Donnerstag, 27. Dezember 2018

euro|topics: 2018 - Jahr der Instabilität?

Handelskrieg zwischen China und den USA, neue Spannungen zwischen Russland und dem Westen, chaotische Brexit-Verhandlungen, Stärkung des populistischen Lagers in Europa und Proteste gegen die Eliten: Die Welt ist ein zunehmend unruhiger Ort geworden, resümieren Kommentatoren zum Ende des Jahres und stellen fest, dass alte Gewissheiten nicht mehr gelten.
JUTARNJI LIST (HR)

AUFGABEN:
• a. Gib aus der Presseschau zum Jahr 2018 den Abschnitt wortgetreu wieder, der mit „euro|topics: 2018 - Jahr“ beginnt und bis einschließlich „JUTARNJI LIST (HR)“ reicht.
• b. Zwischen welchen beiden Ländern herrscht laut der Presseschau zum Jahr 2018 ein Handelskrieg?
• c. Führe die Presseschau zum Jahr 2018 im Anschluss an ihre letzte Zeile weiter.

DATENSÄTZE:

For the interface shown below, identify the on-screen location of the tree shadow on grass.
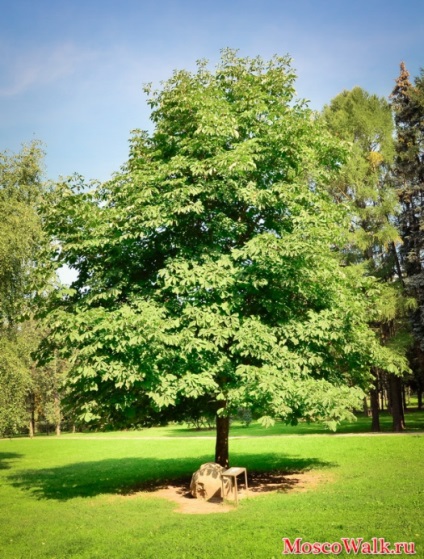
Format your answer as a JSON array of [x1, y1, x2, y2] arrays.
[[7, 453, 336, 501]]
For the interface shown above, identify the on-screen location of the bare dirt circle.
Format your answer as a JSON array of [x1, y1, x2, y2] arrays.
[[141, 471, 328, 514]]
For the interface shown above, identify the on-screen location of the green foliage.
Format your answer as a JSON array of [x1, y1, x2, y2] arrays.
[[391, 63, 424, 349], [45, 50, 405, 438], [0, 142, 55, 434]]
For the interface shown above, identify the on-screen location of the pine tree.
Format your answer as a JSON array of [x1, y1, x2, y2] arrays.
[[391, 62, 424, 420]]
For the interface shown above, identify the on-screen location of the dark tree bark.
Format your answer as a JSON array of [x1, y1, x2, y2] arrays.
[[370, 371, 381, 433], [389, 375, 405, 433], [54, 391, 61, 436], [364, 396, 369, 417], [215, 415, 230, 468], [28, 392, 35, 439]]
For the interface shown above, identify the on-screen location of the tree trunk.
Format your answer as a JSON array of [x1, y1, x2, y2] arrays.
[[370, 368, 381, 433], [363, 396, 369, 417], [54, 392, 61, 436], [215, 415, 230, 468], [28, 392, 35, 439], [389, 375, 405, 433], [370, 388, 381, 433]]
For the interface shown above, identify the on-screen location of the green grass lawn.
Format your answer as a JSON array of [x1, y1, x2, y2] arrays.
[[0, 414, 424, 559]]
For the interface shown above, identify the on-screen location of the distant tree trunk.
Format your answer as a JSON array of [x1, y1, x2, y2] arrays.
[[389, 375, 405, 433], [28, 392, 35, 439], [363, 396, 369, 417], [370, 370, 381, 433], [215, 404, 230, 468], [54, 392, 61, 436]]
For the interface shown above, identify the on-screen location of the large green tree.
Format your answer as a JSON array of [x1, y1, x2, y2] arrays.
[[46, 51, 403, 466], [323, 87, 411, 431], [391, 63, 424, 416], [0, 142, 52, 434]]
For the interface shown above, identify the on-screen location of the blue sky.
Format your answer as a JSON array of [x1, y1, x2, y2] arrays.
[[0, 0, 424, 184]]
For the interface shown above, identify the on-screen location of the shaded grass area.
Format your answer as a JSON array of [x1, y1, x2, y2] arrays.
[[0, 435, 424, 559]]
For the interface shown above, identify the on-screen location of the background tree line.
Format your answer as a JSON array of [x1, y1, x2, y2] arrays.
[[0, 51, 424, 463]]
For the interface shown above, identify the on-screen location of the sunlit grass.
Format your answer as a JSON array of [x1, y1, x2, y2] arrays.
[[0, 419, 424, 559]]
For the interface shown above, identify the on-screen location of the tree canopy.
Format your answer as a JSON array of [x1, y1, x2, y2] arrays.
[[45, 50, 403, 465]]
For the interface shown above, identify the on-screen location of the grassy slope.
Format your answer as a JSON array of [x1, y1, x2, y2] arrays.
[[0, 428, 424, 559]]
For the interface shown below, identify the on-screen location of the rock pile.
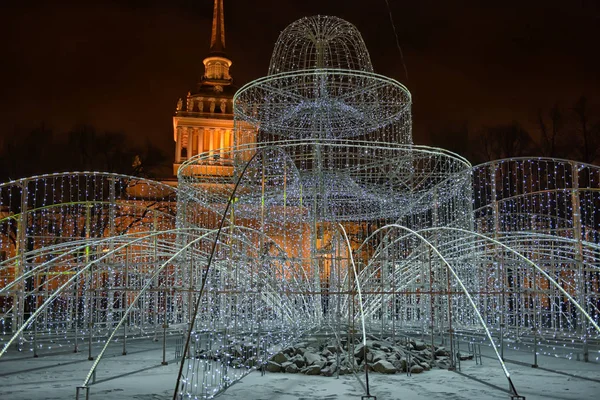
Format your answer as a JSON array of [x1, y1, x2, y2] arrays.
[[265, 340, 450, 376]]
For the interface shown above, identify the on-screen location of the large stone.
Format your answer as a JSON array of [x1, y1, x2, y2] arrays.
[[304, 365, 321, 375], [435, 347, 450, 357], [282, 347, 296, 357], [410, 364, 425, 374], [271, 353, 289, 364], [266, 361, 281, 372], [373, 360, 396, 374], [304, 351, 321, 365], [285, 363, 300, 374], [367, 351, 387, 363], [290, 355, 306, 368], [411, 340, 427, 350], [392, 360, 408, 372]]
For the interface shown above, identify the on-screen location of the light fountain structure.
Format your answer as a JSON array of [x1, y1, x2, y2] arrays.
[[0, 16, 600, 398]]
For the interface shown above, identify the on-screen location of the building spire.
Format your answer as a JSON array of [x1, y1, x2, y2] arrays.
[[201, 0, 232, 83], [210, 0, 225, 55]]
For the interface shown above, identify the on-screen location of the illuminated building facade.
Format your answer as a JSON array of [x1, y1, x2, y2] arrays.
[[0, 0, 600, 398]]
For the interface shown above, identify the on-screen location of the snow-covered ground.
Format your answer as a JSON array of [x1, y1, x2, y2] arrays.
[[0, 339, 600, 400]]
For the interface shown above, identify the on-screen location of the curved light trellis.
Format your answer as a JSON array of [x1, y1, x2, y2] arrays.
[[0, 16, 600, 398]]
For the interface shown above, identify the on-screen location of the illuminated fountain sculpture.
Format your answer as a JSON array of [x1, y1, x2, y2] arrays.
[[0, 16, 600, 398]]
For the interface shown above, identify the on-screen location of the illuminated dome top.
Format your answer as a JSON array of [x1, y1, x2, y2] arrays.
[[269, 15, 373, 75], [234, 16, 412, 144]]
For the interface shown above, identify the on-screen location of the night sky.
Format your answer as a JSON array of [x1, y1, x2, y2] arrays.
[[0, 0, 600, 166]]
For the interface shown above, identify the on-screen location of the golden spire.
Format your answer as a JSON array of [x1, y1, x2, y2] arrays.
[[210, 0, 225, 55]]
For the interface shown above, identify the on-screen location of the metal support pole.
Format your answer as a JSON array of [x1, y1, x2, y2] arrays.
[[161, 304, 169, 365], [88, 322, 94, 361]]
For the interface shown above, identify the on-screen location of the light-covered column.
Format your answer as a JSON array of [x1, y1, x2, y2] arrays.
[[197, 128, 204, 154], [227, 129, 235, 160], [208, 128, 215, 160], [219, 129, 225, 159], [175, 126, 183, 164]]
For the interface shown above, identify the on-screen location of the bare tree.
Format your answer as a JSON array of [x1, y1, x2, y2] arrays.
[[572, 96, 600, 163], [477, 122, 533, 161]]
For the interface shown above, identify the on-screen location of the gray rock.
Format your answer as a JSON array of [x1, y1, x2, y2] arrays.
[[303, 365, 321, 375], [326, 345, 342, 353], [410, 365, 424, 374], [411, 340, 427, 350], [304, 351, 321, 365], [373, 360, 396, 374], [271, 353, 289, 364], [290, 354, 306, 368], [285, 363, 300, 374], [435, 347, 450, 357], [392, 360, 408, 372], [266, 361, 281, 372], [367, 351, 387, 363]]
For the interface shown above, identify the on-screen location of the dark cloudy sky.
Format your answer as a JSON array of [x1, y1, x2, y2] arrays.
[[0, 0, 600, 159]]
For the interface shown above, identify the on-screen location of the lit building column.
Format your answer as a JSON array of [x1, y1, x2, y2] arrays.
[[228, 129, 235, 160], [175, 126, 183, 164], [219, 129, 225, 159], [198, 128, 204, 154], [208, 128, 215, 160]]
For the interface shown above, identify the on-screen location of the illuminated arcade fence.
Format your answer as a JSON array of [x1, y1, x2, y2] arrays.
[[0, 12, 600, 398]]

ERGEBNISSE JE AUFGABE:
• a.
euro|topics: 2018 - Jahr der Instabilität?

Handelskrieg zwischen China und den USA, neue Spannungen zwischen Russland und dem Westen, chaotische Brexit-Verhandlungen, Stärkung des populistischen Lagers in Europa und Proteste gegen die Eliten: Die Welt ist ein zunehmend unruhiger Ort geworden, resümieren Kommentatoren zum Ende des Jahres und stellen fest, dass alte Gewissheiten nicht mehr gelten.
JUTARNJI LIST (HR)

• b. Zwischen China und den USA.

• c.
Tektonische Erschütterungen

Für Europa war es ein besonders unruhiges Jahr, resümiert Jutarnji list:
„Seit den bleiernen 1970er Jahren bis heute gab es wahrscheinlich kein Jahr, in dem die politischen Systeme aller großer Staaten des Alten Kontinents gleichzeitig von solch tektonischen Erschütterungen heimgesucht wurden. In Großbritannien hieß dieser disruptive Effekt Brexit. ... In Frankreich wollte der neugewählte Präsident Emmanuel Macron sein Mandat mit grossen Plänen für Reformen im In- und Ausland beginnen, um sehr schnell an den Klippen der öffentlichen Meinung zu zerschellen. ... In Italien kam eine komische Koalition aus Populisten und ehemaligen rechten, regionalen Separatisten an die Macht, die sogleich einen Kampf mit Brüssel und den europäischen Finanzregeln eröffnete.“
Marko Biočina
Teilen auf
zur Homepage
 
JOURNAL 21 (CH)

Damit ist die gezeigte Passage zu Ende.